[Begin EXTRACT]
DIST_WELSCH  Python: cv.DIST_WELSCH	distance = c^2/2(1-exp(-(x/c)^2)), c = 2.9846
DIST_HUBER  Python: cv.DIST_HUBER	distance = |x|<c ? x^2/2 : c(|x|-c/2), c=1.345

FloodFillFlags

enum cv::FloodFillFlags

#include <opencv2/imgproc.hpp>

floodfill algorithm flags

Enumerator
FLOODFILL_FIXED_RANGE  Python: cv.FLOODFILL_FIXED_RANGE	If set, the difference between the current pixel and seed pixel is considered. Otherwise, the difference between neighbor pixels is considered (that is, the range is floating).
FLOODFILL_MASK_ONLY  Python: cv.FLOODFILL_MASK_ONLY	If set, the function does not change the image ( newVal is ignored), and only fills the mask with the value specified in bits 8-16 of flags as described above. This option only make sense in function variants that have the mask parameter.
[End EXTRACT]
[Begin EXTRACTED MATERIAL]
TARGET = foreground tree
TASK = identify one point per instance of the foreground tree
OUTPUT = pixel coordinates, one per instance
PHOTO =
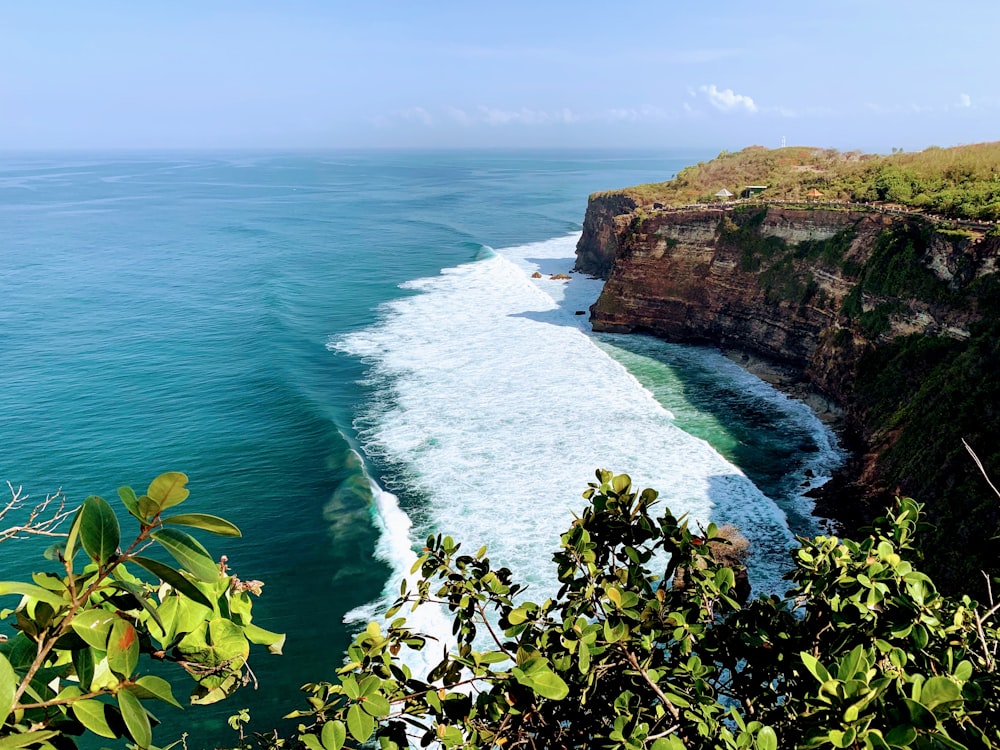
(88, 632)
(863, 652)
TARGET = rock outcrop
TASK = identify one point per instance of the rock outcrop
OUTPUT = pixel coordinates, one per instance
(827, 292)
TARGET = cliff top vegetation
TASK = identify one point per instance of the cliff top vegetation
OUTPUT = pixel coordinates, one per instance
(958, 182)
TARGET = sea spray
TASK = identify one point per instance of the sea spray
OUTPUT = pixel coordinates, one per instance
(491, 406)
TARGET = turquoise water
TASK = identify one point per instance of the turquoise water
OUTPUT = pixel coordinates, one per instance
(278, 327)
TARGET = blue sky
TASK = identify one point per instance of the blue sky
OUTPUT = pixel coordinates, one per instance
(305, 73)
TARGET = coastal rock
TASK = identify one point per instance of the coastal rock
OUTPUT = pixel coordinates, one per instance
(790, 292)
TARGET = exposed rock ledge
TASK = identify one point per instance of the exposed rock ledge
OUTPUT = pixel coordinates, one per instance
(791, 294)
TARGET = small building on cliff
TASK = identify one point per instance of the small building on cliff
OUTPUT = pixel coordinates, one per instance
(751, 191)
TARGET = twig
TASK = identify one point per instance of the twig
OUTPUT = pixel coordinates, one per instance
(981, 469)
(35, 524)
(634, 663)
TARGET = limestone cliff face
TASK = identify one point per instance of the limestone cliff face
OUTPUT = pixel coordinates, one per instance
(817, 289)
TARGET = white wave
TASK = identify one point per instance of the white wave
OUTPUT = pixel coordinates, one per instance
(493, 407)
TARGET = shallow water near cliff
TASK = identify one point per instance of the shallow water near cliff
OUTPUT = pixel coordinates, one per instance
(346, 351)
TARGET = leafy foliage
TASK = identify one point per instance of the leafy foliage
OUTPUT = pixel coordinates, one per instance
(960, 182)
(863, 653)
(88, 633)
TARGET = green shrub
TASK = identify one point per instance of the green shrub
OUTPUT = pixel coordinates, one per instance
(862, 653)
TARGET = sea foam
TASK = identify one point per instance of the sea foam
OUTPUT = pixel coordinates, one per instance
(492, 405)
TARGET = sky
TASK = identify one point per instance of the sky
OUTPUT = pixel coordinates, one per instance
(871, 75)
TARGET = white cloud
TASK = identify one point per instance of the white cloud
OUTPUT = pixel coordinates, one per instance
(416, 114)
(726, 100)
(524, 116)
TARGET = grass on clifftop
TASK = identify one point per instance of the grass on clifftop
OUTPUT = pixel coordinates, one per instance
(959, 182)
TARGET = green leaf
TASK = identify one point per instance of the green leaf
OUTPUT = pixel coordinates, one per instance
(938, 690)
(83, 665)
(123, 648)
(136, 718)
(130, 501)
(360, 724)
(189, 552)
(168, 489)
(32, 591)
(815, 668)
(901, 736)
(767, 739)
(151, 686)
(140, 595)
(94, 626)
(543, 681)
(99, 530)
(334, 735)
(8, 686)
(919, 715)
(174, 577)
(376, 705)
(25, 738)
(205, 522)
(668, 743)
(93, 715)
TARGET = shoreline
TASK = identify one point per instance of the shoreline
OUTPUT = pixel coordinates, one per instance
(838, 502)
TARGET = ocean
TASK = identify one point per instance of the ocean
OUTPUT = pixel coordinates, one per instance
(346, 351)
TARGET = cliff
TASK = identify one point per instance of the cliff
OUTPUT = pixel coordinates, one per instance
(881, 312)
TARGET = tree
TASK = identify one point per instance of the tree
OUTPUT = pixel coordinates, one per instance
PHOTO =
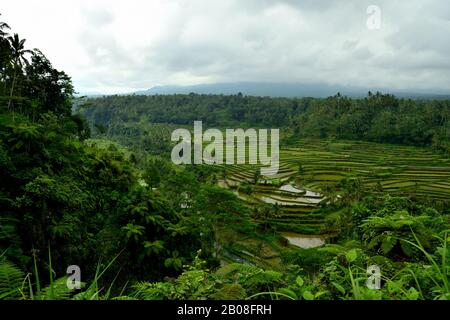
(17, 59)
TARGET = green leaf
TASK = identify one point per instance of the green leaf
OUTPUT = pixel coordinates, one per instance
(412, 294)
(307, 295)
(299, 281)
(351, 255)
(388, 244)
(339, 287)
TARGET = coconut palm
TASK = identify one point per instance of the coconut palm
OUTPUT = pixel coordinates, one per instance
(17, 59)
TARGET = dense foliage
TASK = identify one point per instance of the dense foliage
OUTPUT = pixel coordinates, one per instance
(141, 228)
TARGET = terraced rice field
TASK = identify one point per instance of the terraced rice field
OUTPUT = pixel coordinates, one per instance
(308, 172)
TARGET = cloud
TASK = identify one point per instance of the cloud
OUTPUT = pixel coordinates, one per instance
(117, 46)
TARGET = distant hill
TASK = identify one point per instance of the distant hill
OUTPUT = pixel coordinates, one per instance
(283, 90)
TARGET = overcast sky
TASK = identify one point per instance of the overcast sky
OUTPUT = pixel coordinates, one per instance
(120, 46)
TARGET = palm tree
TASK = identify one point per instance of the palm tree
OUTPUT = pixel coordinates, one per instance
(3, 26)
(18, 59)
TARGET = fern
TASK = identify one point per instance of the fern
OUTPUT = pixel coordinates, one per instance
(11, 281)
(58, 290)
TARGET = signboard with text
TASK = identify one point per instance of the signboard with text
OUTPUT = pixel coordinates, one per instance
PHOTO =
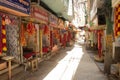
(18, 5)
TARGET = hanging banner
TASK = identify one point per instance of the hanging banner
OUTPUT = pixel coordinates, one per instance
(61, 24)
(39, 14)
(18, 5)
(53, 20)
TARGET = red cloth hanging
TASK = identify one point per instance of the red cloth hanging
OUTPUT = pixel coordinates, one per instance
(99, 43)
(4, 47)
(46, 29)
(31, 28)
(22, 36)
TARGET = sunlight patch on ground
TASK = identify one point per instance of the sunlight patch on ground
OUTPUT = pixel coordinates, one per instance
(66, 68)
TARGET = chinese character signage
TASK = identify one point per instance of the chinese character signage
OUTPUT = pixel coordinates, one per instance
(18, 5)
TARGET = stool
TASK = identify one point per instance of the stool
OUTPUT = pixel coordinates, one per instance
(34, 64)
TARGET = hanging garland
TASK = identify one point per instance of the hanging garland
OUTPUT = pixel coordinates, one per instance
(22, 36)
(31, 29)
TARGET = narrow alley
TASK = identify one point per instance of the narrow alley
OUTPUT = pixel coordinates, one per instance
(71, 63)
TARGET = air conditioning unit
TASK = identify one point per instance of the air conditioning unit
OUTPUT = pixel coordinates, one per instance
(116, 51)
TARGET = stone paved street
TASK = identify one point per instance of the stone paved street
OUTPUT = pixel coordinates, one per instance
(72, 63)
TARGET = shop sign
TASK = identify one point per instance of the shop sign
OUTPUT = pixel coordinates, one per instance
(18, 5)
(61, 24)
(39, 14)
(53, 20)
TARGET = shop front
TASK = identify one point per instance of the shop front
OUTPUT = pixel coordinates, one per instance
(40, 15)
(54, 31)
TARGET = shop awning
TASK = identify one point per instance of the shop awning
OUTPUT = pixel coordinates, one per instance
(60, 7)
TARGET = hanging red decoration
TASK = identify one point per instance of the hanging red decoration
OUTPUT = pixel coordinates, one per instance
(4, 47)
(31, 28)
(22, 36)
(46, 29)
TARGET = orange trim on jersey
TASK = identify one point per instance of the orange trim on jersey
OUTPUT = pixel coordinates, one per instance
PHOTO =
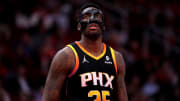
(77, 61)
(114, 59)
(88, 53)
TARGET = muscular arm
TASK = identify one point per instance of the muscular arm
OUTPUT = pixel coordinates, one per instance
(59, 69)
(120, 89)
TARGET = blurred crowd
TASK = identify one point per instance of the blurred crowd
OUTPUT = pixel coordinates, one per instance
(146, 32)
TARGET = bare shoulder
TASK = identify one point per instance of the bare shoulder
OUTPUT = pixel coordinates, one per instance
(120, 62)
(63, 60)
[End EXTRACTED MATERIAL]
WRITTEN TASK A: In the OpenCV extract, which difference is considered when FLOODFILL_FIXED_RANGE is not set?
WRITTEN TASK B: Write what comes next in the OpenCV extract, starting after its last sentence.
The entries are separate from the OpenCV extract.

ANSWER A: The difference between neighbor pixels is considered, so the range is floating.

ANSWER B:
GrabCutClasses

enum cv::GrabCutClasses

#include <opencv2/imgproc.hpp>

class of the pixel in GrabCut algorithm

Enumerator
GC_BGD  Python: cv.GC_BGD	an obvious background pixels
GC_FGD  Python: cv.GC_FGD	an obvious foreground (object) pixel
GC_PR_BGD  Python: cv.GC_PR_BGD	a possible background pixel
GC_PR_FGD  Python: cv.GC_PR_FGD	a possible foreground pixel

GrabCutModes

enum cv::GrabCutModes

#include <opencv2/imgproc.hpp>

GrabCut algorithm flags.

Enumerator
GC_INIT_WITH_RECT  Python: cv.GC_INIT_WITH_RECT	The function initializes the state and the mask using the provided rectangle. After that it runs iterCount iterations of the algorithm.
GC_INIT_WITH_MASK  Python: cv.GC_INIT_WITH_MASK	The function initializes the state using the provided mask. Note that GC_INIT_WITH_RECT and GC_INIT_WITH_MASK can be combined. Then, all the pixels outside of the ROI are automatically initialized with GC_BGD .
GC_EVAL  Python: cv.GC_EVAL	The value means that the algorithm should just resume.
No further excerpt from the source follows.